Dataset excerpts |
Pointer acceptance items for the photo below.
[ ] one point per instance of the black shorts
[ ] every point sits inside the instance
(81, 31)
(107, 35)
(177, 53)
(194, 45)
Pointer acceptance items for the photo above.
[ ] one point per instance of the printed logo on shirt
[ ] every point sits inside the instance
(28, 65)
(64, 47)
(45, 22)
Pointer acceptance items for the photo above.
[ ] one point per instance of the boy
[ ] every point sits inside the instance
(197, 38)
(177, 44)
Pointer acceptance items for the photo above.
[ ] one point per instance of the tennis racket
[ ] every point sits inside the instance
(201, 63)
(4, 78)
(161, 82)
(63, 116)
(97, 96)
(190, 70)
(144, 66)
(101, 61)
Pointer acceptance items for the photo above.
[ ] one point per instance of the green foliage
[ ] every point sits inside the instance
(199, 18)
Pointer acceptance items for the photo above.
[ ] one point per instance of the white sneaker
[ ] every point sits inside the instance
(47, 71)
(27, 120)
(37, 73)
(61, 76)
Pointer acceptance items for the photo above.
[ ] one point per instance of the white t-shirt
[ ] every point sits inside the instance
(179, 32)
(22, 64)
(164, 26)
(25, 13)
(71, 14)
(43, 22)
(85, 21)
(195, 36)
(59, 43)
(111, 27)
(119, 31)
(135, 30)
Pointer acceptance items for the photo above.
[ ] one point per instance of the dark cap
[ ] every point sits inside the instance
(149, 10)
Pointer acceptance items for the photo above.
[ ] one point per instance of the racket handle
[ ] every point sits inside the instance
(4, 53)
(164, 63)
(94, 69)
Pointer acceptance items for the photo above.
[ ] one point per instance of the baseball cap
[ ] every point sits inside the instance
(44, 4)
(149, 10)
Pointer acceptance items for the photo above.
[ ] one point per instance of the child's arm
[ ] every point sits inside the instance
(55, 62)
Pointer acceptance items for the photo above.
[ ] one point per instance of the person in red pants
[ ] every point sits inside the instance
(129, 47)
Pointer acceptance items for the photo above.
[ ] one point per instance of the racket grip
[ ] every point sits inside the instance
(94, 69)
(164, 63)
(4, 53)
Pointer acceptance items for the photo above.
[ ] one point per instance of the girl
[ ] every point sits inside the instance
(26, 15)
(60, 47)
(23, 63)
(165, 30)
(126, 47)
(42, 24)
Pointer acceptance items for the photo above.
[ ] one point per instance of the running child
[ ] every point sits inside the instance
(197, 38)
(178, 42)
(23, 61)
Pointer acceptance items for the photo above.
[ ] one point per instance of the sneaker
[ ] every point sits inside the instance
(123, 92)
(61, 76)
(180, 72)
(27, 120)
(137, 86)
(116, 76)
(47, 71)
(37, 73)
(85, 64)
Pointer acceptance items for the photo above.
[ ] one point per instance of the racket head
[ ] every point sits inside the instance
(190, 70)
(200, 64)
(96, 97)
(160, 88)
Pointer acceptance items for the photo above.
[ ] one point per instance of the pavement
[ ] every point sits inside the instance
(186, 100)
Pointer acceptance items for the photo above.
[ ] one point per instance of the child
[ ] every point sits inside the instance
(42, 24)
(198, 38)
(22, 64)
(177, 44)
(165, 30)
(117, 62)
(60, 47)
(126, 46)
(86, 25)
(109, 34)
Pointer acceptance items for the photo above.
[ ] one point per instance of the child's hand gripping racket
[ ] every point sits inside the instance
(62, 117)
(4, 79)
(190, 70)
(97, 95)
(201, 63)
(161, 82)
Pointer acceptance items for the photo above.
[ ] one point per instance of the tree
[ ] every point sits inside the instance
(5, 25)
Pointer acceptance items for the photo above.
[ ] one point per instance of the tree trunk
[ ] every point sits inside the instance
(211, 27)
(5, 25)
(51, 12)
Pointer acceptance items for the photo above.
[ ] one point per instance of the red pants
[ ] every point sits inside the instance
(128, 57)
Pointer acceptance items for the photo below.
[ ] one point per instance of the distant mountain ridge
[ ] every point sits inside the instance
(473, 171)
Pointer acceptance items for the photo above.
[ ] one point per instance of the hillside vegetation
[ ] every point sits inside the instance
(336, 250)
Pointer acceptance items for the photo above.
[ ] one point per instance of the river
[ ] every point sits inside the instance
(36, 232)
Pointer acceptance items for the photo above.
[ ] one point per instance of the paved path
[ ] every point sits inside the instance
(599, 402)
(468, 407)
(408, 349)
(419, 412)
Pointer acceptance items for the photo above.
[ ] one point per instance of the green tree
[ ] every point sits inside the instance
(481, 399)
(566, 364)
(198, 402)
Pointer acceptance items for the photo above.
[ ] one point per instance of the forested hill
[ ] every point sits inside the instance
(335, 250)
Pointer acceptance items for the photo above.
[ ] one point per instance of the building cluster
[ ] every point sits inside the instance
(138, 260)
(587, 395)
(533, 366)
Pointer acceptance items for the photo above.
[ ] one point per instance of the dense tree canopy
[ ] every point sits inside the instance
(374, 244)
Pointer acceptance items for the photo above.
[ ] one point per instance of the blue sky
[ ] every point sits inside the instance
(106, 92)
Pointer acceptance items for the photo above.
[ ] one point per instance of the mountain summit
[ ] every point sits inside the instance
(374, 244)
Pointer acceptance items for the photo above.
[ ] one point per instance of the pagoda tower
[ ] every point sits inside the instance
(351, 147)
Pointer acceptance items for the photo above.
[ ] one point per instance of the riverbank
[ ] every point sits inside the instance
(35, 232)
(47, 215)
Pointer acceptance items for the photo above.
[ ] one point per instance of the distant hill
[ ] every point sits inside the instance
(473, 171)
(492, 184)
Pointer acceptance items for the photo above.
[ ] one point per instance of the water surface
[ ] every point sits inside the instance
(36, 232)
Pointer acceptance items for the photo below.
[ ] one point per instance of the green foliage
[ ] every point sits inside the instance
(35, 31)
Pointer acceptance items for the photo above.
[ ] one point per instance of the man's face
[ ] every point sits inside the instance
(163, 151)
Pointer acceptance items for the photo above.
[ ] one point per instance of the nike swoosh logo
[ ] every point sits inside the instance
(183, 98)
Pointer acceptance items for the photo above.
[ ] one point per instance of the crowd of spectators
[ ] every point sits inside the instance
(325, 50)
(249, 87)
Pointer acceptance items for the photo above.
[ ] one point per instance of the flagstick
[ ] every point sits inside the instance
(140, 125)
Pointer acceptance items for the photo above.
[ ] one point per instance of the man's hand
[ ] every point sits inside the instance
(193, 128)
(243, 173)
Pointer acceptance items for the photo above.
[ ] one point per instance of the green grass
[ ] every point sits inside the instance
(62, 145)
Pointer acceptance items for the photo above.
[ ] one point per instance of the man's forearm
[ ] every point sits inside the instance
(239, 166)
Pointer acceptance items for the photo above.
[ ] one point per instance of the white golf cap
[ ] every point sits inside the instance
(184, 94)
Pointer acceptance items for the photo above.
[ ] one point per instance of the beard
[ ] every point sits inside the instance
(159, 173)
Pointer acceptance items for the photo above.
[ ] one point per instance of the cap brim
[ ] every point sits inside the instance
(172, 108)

The task |
Please return all of the entries above, exactly and completely.

Exercise answer |
Pointer acceptance items for the photo below.
[ ] one point per instance of the black shorts
[ ] every point sits inside the instance
(81, 31)
(107, 35)
(177, 53)
(194, 45)
Pointer acceptance items for the photo above.
[ ] one point per instance of the printed logo on shirt
[ ] every point sits inside the instance
(28, 65)
(64, 47)
(45, 22)
Pointer acceptance items for the photo above.
[ ] one point per instance of the boy
[ ] every point sits inside the instance
(197, 38)
(177, 44)
Pointer acceptance items for the photo above.
[ ] one point per instance of the tennis racket
[ ] every point sits inside the instance
(201, 63)
(4, 78)
(161, 82)
(63, 116)
(97, 96)
(190, 70)
(144, 66)
(101, 61)
Pointer acceptance items for the photo above.
[ ] one point per instance of the green foliage
[ ] every point sits inside the instance
(199, 18)
Pointer acceptance items for the photo above.
[ ] one point per instance of the white sneaker
[ ] every point sits inside the instance
(47, 71)
(27, 120)
(37, 73)
(61, 76)
Pointer acceptance items for the photo above.
[ ] one point per instance of the white t-shirt
[ ] every point sits inside the instance
(179, 32)
(22, 64)
(164, 26)
(25, 13)
(71, 14)
(43, 22)
(85, 21)
(195, 36)
(59, 43)
(111, 27)
(119, 31)
(135, 30)
Pointer acceptance items for the photo above.
[ ] one point per instance of the dark cap
[ ] every point sits inside the instance
(149, 10)
Pointer acceptance items for the photo above.
[ ] one point per instance of the racket handle
[ ] every point sits inside the instance
(4, 53)
(164, 63)
(94, 69)
Pointer acceptance items for the photo above.
[ ] one point per instance of the baseball cap
[ ] every point sits inside the instance
(44, 4)
(149, 10)
Pointer acceptance items for the photo above.
[ ] one point per instance of the child's arm
[ ] every point sits inside the instance
(55, 62)
Pointer acceptance items for the photo above.
[ ] one point per instance of the person in red pants
[ ] every point sits inside the instance
(129, 47)
Pointer acceptance items for the photo above.
[ ] one point per instance of the racket grip
[ ] every point sits inside the instance
(94, 69)
(164, 63)
(4, 53)
Pointer acceptance items for the photo above.
[ ] one point per instance of the girl
[ ] every point sits inside the instance
(26, 15)
(60, 47)
(23, 63)
(165, 30)
(126, 47)
(42, 24)
Pointer acceptance items for the photo above.
[ ] one point per instance of the running child
[ ] every point sits inside the instance
(197, 38)
(178, 42)
(23, 61)
Pointer acceptance items for the photo above.
[ ] one point per instance of the sneaker
[ ] every point sits inside the instance
(123, 92)
(61, 76)
(180, 72)
(27, 120)
(137, 86)
(116, 76)
(47, 71)
(37, 73)
(85, 64)
Pointer acceptance items for the photo above.
[ ] one point per instance of the racket head
[ ] every point sits inside the instance
(190, 70)
(200, 64)
(96, 97)
(160, 88)
Pointer acceptance items for the photo above.
[ ] one point per instance of the pavement
[ ] every point sits inside the instance
(186, 100)
Pointer acceptance items for the photo above.
[ ] one point per instance of the child
[ ] every point sits inside the instance
(42, 24)
(198, 38)
(22, 64)
(177, 44)
(165, 30)
(117, 62)
(60, 47)
(126, 46)
(86, 25)
(109, 34)
Pointer acceptance items for the photo above.
[ ] one point per instance of the child's hand gripping racket
[ ] every point sits inside the instance
(62, 117)
(4, 79)
(190, 70)
(97, 95)
(201, 63)
(161, 82)
Pointer acceptance items for the photo above.
[ ] one point per instance of the tree
[ ] every point sits inside the instance
(5, 25)
Pointer acceptance items for the photo above.
[ ] one point per instance of the tree trunk
[ ] every point sits inside the instance
(211, 27)
(5, 25)
(51, 12)
Pointer acceptance items for the photo above.
[ ] one point per instance of the red pants
[ ] every point sits inside the instance
(128, 57)
Pointer acceptance items for the photo below.
[ ] one point per instance of the distant mountain ridge
[ ] every point sits inside the instance
(473, 171)
Pointer acceptance items for the photo above.
[ ] one point per instance of the hillside vegetation
[ ] every point sits inside the instance
(336, 250)
Pointer acceptance items for the photo above.
[ ] one point per instance of the river
[ ] every point sits inside the instance
(36, 232)
Pointer acceptance items for the photo above.
[ ] one point per instance of the paved path
[ ] every point sits inside the instance
(599, 402)
(468, 407)
(408, 349)
(419, 412)
Pointer acceptance items for the photo above.
[ ] one point per instance of the green tree
[ ] every point sits inside the instance
(481, 399)
(566, 364)
(198, 402)
Pointer acceptance items for the photo above.
[ ] one point per instance of the forested hill
[ ] every point sits inside the instance
(335, 250)
Pointer acceptance items for the photo above.
[ ] one point per instance of the building cluster
[ ] every point sits inside the instance
(138, 260)
(587, 395)
(533, 366)
Pointer acceptance items for the photo above.
[ ] one point per instance of the dense tree canopy
[ ] every point sits inside the instance
(374, 244)
Pointer acceptance items for the photo above.
[ ] one point per instance of the blue sky
[ ] every point sits inside the instance
(106, 92)
Pointer acceptance items for the photo above.
[ ] one point per instance of the mountain summit
[ ] every point sits inside the instance
(374, 244)
Pointer acceptance items for the photo above.
[ ] one point per instance of the pagoda tower
[ ] every point sits inside the instance
(351, 147)
Pointer acceptance items for the photo above.
[ ] one point per instance of the riverbank
[ ] every point sits inside the instance
(35, 232)
(47, 215)
Pointer acceptance items for the photo above.
[ ] one point per instance of the distant hill
[ ] every point sits inside the instance
(473, 171)
(492, 184)
Pointer acceptance items for the photo above.
[ ] one point per instance of the water surface
[ ] every point sits inside the instance
(36, 232)
Pointer acceptance items for the photo below.
[ ] one point per instance of the green foliage
[ ] every point sits inside the instance
(35, 31)
Pointer acceptance items for the photo above.
[ ] one point per instance of the man's face
[ ] every point sits inside the instance
(163, 151)
Pointer acceptance items for the photo above.
[ ] one point per instance of the nike swoosh logo
[ ] every point sits inside the instance
(183, 98)
Pointer acceptance items for the photo above.
[ ] one point per instance of the crowd of spectators
[ ] every point sits inside the instance
(325, 50)
(249, 87)
Pointer acceptance items for the photo above.
[ ] one point per instance of the flagstick
[ ] every point sits inside the instance
(140, 125)
Pointer acceptance items for the photo above.
[ ] one point per instance of the man's hand
[ ] every point sits inside the instance
(193, 128)
(243, 173)
Pointer acceptance items for the photo above.
[ ] one point per instance of the green grass
[ ] every point sits inside the instance
(62, 145)
Pointer acceptance items for the photo above.
[ ] one point per instance of the man's forearm
[ ] every point sits inside the instance
(239, 166)
Pointer acceptance items for the photo above.
[ ] one point per instance of the white golf cap
[ ] every point sits inside the instance
(184, 94)
Pointer acceptance items for the photo above.
[ ] one point per instance of the beard
[ ] every point sits inside the instance
(159, 173)
Pointer acceptance items for the photo above.
[ ] one point per instance of the cap brim
[ ] every point sits inside the instance
(172, 108)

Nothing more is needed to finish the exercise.